## Directions
Restate the material word for word and leave out anything that is a picture.

----- The records

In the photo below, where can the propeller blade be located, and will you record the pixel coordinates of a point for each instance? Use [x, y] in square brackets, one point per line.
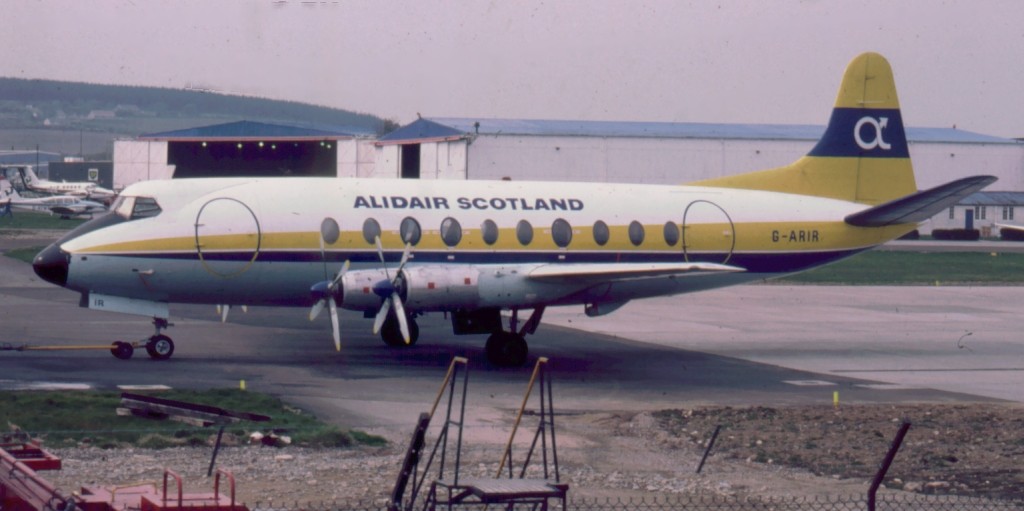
[337, 279]
[335, 324]
[399, 312]
[323, 256]
[381, 315]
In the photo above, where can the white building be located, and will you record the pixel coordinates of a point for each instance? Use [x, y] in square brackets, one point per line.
[657, 153]
[243, 148]
[660, 153]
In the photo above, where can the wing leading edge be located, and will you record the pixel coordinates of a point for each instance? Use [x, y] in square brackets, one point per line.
[594, 273]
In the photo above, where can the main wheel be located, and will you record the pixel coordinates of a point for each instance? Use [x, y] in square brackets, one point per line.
[506, 349]
[160, 347]
[122, 350]
[391, 332]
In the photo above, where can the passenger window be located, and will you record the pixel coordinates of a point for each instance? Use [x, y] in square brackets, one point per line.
[330, 231]
[671, 233]
[561, 232]
[371, 230]
[524, 232]
[123, 206]
[489, 231]
[145, 207]
[451, 231]
[601, 233]
[410, 230]
[636, 232]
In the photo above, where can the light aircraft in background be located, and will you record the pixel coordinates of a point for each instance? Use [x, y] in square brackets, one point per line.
[84, 189]
[66, 206]
[395, 249]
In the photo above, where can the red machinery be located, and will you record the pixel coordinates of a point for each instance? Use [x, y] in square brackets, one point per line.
[22, 488]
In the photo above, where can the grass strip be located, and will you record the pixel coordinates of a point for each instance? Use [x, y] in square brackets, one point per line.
[74, 418]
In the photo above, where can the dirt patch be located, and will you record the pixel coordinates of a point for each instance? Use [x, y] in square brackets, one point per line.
[761, 452]
[964, 450]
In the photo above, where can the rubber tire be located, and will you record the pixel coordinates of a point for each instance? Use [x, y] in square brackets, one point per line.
[505, 349]
[122, 350]
[160, 347]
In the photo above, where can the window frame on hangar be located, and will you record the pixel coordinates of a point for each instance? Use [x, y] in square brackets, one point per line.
[656, 153]
[243, 148]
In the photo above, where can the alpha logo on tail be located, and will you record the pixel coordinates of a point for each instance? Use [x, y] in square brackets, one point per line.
[861, 157]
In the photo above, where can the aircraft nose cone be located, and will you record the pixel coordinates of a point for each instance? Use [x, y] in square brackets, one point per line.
[51, 265]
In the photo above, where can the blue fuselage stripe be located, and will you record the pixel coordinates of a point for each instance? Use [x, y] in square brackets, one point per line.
[752, 262]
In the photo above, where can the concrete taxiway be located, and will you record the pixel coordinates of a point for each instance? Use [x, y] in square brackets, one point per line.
[765, 345]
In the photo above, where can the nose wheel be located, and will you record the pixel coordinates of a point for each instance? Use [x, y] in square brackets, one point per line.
[160, 347]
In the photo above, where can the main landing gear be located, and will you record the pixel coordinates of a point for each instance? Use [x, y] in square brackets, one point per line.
[159, 346]
[509, 349]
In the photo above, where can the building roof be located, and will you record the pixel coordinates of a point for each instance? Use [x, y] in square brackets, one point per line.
[454, 128]
[249, 130]
[993, 199]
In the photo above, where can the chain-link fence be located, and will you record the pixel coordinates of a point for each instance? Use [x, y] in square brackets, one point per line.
[885, 502]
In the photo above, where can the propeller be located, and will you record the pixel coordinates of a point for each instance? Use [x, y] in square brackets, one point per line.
[389, 291]
[325, 292]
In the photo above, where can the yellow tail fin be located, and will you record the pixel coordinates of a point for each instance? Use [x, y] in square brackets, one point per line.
[862, 156]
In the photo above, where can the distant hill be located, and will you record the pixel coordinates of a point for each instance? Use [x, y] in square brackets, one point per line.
[74, 117]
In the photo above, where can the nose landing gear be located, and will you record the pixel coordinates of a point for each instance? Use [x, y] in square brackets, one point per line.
[159, 346]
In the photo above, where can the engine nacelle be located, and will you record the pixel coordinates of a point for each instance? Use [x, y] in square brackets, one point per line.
[440, 288]
[357, 289]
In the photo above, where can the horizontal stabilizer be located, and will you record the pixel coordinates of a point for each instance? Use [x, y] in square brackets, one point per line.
[921, 206]
[626, 271]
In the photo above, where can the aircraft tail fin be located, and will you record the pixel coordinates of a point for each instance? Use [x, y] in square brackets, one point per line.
[861, 157]
[29, 175]
[7, 189]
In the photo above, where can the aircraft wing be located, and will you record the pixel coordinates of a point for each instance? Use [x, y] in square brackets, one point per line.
[66, 210]
[921, 206]
[598, 272]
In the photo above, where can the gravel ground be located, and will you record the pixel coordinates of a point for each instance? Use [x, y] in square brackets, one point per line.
[762, 452]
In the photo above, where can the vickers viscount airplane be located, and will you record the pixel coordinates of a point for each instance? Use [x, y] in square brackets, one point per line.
[397, 249]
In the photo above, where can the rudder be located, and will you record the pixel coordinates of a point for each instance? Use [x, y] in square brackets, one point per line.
[861, 157]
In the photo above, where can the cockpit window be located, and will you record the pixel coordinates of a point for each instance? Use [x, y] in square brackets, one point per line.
[122, 207]
[145, 207]
[132, 208]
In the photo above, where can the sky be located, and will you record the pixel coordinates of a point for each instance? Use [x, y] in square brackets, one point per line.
[956, 62]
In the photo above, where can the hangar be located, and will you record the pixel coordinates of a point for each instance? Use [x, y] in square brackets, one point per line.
[242, 148]
[657, 153]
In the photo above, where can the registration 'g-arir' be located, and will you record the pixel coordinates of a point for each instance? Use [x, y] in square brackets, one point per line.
[397, 249]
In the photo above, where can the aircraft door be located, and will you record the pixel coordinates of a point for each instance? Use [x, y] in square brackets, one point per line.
[227, 237]
[709, 235]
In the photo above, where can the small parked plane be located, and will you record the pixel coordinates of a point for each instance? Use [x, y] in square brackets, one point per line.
[66, 206]
[395, 249]
[85, 189]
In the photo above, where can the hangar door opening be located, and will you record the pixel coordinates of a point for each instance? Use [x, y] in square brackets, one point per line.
[410, 161]
[253, 159]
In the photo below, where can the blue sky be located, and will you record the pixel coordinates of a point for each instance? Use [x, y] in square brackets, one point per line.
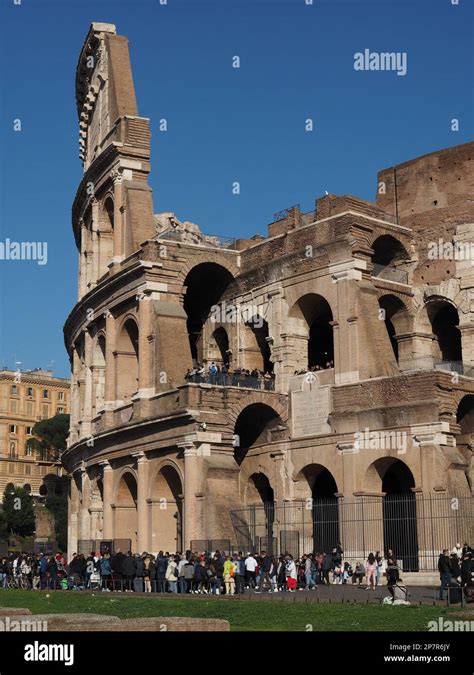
[224, 124]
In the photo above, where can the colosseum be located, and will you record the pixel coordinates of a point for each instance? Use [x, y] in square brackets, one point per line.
[285, 392]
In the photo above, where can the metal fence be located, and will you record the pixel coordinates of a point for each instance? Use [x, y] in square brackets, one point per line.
[234, 380]
[416, 527]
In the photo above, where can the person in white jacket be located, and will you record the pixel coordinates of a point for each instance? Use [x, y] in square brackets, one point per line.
[290, 573]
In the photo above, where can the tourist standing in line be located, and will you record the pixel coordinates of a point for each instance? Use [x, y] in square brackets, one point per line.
[371, 571]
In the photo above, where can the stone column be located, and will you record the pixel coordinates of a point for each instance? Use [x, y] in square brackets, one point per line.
[145, 346]
[193, 522]
[85, 516]
[107, 484]
[118, 220]
[110, 393]
[142, 505]
[73, 507]
[86, 428]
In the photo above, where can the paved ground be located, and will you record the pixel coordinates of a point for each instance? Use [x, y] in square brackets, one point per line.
[333, 593]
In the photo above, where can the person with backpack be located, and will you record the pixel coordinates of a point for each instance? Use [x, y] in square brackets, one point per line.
[445, 572]
[291, 573]
[105, 572]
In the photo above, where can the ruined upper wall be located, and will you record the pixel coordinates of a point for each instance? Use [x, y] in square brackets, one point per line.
[440, 180]
[104, 89]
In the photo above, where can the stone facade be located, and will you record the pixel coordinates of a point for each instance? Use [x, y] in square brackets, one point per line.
[348, 292]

----------

## Response to the task
In the photo below, where can the propeller blade be located, and will you record the pixel coordinates of a point for each instance? Use [x, y] in square brackets, one point per line.
[337, 279]
[335, 324]
[399, 312]
[323, 256]
[381, 315]
In the photo above, where can the white building be located, and will you record the pixel coordinates of a point for each instance? Use [x, y] in square brackets, one point per line.
[657, 153]
[243, 148]
[660, 153]
In the photo above, where can the wing leading edge be located, and will you record the pixel coordinates of a point for each instance? Use [x, y] in square brackets, one point per line.
[594, 273]
In the photo above, where can the main wheel be located, and will you record the pixel coordinates of a point for each instance? Use [x, y] in square brackets, one point per line.
[506, 349]
[160, 347]
[122, 350]
[391, 332]
In the photo above, where can the passenger window be located, and will you record the pixel coordinates of a point for each instance? Use [x, y] in square brackets, one point per line.
[330, 231]
[671, 233]
[561, 232]
[371, 230]
[524, 232]
[123, 206]
[489, 231]
[145, 207]
[451, 231]
[601, 233]
[410, 230]
[636, 232]
In the photo above, where can the light aircraft in background be located, and will you record the pixel coordinates of a point for each instance? Use [x, y] in square brackets, one point per line.
[84, 189]
[66, 206]
[395, 249]
In the photo above, where can the red machinery be located, and will you record the pixel coordinates of a point for each instance? Use [x, y] in square brackets, one point per line.
[22, 488]
In the photo above, where can the grass strip be located, and will you record the pixel coordinates of a point for each instance? Use [x, y] in square brackets, one point per line.
[74, 418]
In the photo above, where can the dirt patch be located, and will you record the pixel coordinates of a point for each instance? Use [x, y] in square brackets, one point per line.
[761, 452]
[964, 450]
In the photo above, where can the rubber tire be located, and will you record the pixel coordinates of a point for each instance? Use [x, y] in square brackets, one point per line.
[505, 349]
[122, 350]
[160, 347]
In the photo above, where can the window frame on hangar be located, and will you record the pixel coordinates of a point for each instance? Use [x, y] in square brackets, one point per line.
[656, 153]
[243, 148]
In the photo above, where can the alpha logo on tail be located, and will you record the pixel coordinates of a point for each instance? Use [x, y] in square brackets, one point per line.
[861, 157]
In the photo above, where can the aircraft nose cone be located, and will you record the pixel coordinates of a point for each instance? Use [x, y] in square brackets, one point per line.
[51, 265]
In the photo above, where can the blue fuselage stripe be located, and will you record the pixel coordinates of a point for each instance? Use [x, y] in square brackets, one point per line.
[752, 262]
In the photo above, where can the concrete taxiway be located, and will you record the pixel coordinates of a point for each instance? Use [x, y] in square brackets, one point per line.
[765, 345]
In the photo above, where can the nose wheel be located, and will you record the pixel coordinates of a point for each instance? Use [x, y] in square brackets, one point per line.
[160, 347]
In the photo above, where can the main landing gear be located, and will you record the pixel coordinates of a point for each instance? Use [x, y] in square brackets, one point per line.
[159, 346]
[509, 349]
In the photo above, where can the building roof be located, and will you record the pixel coordinates of a point for each instance? Use [x, y] in square brackets, one point per line.
[454, 128]
[249, 130]
[993, 199]
In the photo above, where can the chain-link fence be located, and will you record the pixel coordinates of a point for each instance? Use [x, y] in square brackets, one point per line.
[885, 502]
In the photo above, where can the propeller be located, and will you record the pixel coordinates of a point for each instance? Use [x, y] in square brackets, one point per line.
[389, 291]
[325, 292]
In the photo above, where can the yellow tail fin be located, and will you record the pixel coordinates of a point for each instance? Use [x, y] in square brackets, one point per line.
[862, 156]
In the photo above, where can the distant hill be located, and will you record the pixel coordinates of a point for each instance? Use [x, y] in square brackets, one point per line.
[74, 117]
In the photo above, where can the nose landing gear be located, and will you record the pixel coordinates of a point for each instance? Use [x, y] in square brackets, one point per line.
[159, 346]
In the photo above, where can the engine nacelle be located, and will you record the pixel coordinates of a point for each instance? Use [x, y] in square brackets, one point per line.
[440, 288]
[357, 289]
In the photo above, where can the horizontal stabilizer be located, and will you record the pixel coordinates of a point for each instance? Use [x, y] in square brackets, one point per line.
[921, 206]
[626, 271]
In the photo above, where can the aircraft tail fin be located, and will you record the pixel coordinates of a point for each instance? Use [x, y] in square brackets, one point per line.
[861, 157]
[29, 175]
[7, 189]
In the photo above, where can the aircraft wing be located, and will you record the pixel coordinates of a point for each instance? Use [x, y] in square brackets, one point per line.
[66, 210]
[921, 206]
[598, 272]
In the photo above, where can the gravel ground be located, and will you record the pixel coordinates of a point for each instance? Use [x, y] in square brackets, one point per line.
[762, 452]
In the photo above, where can the vickers viscount airplane be located, and will you record the pixel coordinates of a point for each instance? Use [x, y] in square brackets, one point per line.
[397, 249]
In the photo above, where can the rudder be located, and will you record the pixel coordinates of a point for each instance? Use [x, y] in square brackets, one point per line.
[861, 157]
In the photo above, where can the cockpit window be located, and will you record the pixel coordinates of a point for each instance? Use [x, y] in square brackets, one point per line.
[122, 207]
[145, 207]
[132, 208]
In the photo above, where can the sky be located, and will you record the pixel coordinates of a point for each instance? Use [x, y] in square brackets, one point per line.
[956, 62]
In the photo above, where can the hangar be located, and will you record the pixel coordinates of a point for each instance? Use [x, y] in square brackets, one point per line.
[242, 148]
[657, 153]
In the photo above, where can the registration 'g-arir' be located, and will you record the pixel coordinates of a point for each instance? Use [x, y] in square brackets, one point per line.
[397, 249]
In the photo above, where can the aircraft door be located, and will you record the pixel coordinates of a point for each instance? Use [x, y] in square brackets, one point per line.
[227, 237]
[709, 235]
In the photo above, where can the small parked plane be located, and will you record the pixel coordinates of a point for each instance? Use [x, y] in square brackets, one point per line.
[66, 206]
[395, 249]
[85, 189]
In the photo above, where can the hangar door opening be located, and will you record the pixel coordinates of a point for each instance? Use [x, y] in square brackets, one point per line.
[410, 161]
[253, 159]
In the photo below, where can the blue sky be located, and will you record the pixel coordinates of a point for each instance? Use [x, y] in square brackets, one point per line.
[224, 124]
In the photo above, where can the colosseum be located, and will you record the pixel coordinates of a point for each instance? Use [x, y] in square brackets, one point per line.
[285, 392]
In the photo above, where can the metal fence be located, and will you record the pixel coordinates of a point for each instance? Use [x, y] in square brackets, one point per line.
[234, 380]
[416, 527]
In the photo above, where can the person in white jacket be located, and will you record the pixel coordinates of a point for each instance? Use [x, y] in square brackets, one point per line.
[290, 573]
In the photo above, where can the tourist standing in line be located, and will you record the pixel coordinates of a point for each instance? Use [x, y] in square brackets, one point per line.
[371, 571]
In the photo above, where can the stone column be located, and will you record the pixel coordinates of a point for each instance? Use [x, y] in square brackets, one point per line.
[145, 346]
[193, 522]
[85, 516]
[107, 484]
[118, 220]
[110, 393]
[142, 505]
[73, 507]
[86, 428]
In the photo above, where can the paved ground be located, and will you record the pixel coordinates of a point for each instance? Use [x, y] in square brackets, one point per line.
[333, 593]
In the photo above, where can the person with backpack be located, and will you record the pixel coordinates of a point for each instance? Use [x, y] in square brackets, one point per line.
[445, 572]
[291, 573]
[105, 572]
In the photo above, where can the ruined upper wall be located, and will you record the pixel coordinates of a point for each instance? Use [x, y] in square brackets, one point per line.
[440, 180]
[104, 89]
In the photo above, where can the stone facade be located, and will you record the pixel coordinates of a point for each instance? Use [x, y] in square brackets, one point per line.
[348, 292]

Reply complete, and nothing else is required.